-- The data --

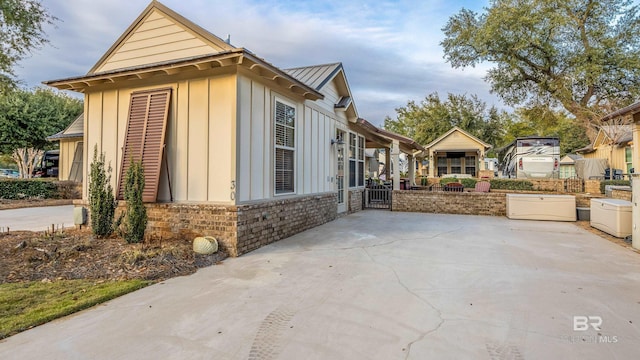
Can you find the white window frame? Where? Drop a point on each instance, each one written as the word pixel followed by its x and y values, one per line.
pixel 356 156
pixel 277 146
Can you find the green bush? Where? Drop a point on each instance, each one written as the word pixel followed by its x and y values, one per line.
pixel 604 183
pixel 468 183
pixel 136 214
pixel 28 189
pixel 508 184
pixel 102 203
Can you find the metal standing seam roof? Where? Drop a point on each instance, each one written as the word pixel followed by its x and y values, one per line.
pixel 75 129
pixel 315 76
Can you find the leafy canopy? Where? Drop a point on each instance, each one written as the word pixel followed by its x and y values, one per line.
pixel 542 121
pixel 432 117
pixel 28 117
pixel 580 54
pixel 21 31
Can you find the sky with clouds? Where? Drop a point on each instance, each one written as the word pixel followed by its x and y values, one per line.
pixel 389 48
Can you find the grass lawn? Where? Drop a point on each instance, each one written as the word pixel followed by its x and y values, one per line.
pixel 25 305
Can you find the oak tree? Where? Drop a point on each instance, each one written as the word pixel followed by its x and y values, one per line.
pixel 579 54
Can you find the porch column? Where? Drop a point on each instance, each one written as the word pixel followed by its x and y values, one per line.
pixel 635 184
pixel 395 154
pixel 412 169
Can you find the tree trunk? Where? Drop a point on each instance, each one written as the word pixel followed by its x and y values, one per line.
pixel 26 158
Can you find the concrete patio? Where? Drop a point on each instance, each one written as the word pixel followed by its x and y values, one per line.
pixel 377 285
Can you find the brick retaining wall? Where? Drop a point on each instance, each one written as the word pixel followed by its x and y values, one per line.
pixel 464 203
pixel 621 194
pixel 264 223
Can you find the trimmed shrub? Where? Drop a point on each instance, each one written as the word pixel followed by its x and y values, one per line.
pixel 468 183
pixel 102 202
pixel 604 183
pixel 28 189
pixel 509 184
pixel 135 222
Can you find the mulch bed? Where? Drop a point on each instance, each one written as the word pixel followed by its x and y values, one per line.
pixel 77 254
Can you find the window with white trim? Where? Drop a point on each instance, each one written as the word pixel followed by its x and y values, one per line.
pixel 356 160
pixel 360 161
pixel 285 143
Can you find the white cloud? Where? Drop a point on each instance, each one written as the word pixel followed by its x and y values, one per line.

-- Problem description --
Omitting the pictures, write out the material above exactly as it stands.

-- Written answer --
Can you find the white window frame? Where? Drop a point on each instance, each one written as the word pixel followed by its x and y values, one per line.
pixel 356 156
pixel 277 146
Can you find the green bush? Where? Drop a point on each instance, each one written as the word pixel followed by its x and y values, one per line.
pixel 604 183
pixel 468 183
pixel 136 214
pixel 28 189
pixel 508 184
pixel 102 203
Can you find the metal standing seam roof? Where? Drop a point on each instance, each one written as the word pixel followed by its x and y values, one per line.
pixel 75 129
pixel 315 76
Can you find the leafy canopy? Where? Drop a point on each instance, each one written as the word pixel followed by its x and y values, one per line.
pixel 542 121
pixel 432 117
pixel 28 117
pixel 580 54
pixel 21 31
Can you find the sky with clouds? Where? Drop a point on each instance, each one written as the word pixel followed by its x and y values, one per line.
pixel 389 48
Can you find the grass lawn? Where? Drop a point on each instance, each one written as the word pixel followed by its x and y values, one per line.
pixel 25 305
Can you find the oak tree? Where? Drop a point on each instance, each one written as the word pixel followed by its x and y values, one per line.
pixel 579 54
Can you find the porch column? Where? Drop a point on each instance, each one written as the word pixel followed by its x and y values, one per line.
pixel 635 184
pixel 395 154
pixel 412 169
Can you find the tree trunk? Where? Drop a point on each instance, each one written as the word pixel followed by its x and y values, one per line.
pixel 26 158
Can you find the concrete patio? Where? Drop a point on each instance, each one written as the word pixel followed by its x and y values, one per line.
pixel 377 285
Can you find the brick retaining wall? Where? Drop a point on each instance, each one written as the word pixel followed by its x and y values, one per line.
pixel 464 203
pixel 621 194
pixel 264 223
Can you find the trimmed shrub? Where? Drop a point on each instance, each one written as the word pixel followed by its x and y values, one per line.
pixel 468 183
pixel 102 202
pixel 604 183
pixel 28 189
pixel 509 184
pixel 135 222
Can you find the mulch bed? Where? Drop a point on each instance, each one written as the word pixel followed by its x and y values, one per line.
pixel 77 254
Can you find the window with white trim? Where? Drop a point on each instance, each one written as the word pixel followed by its x and y values, one per line.
pixel 356 160
pixel 360 161
pixel 285 143
Can you find the white cloud? Where? Drop a point on each instance, each one written as the word pixel followed by its x and y values, one per line.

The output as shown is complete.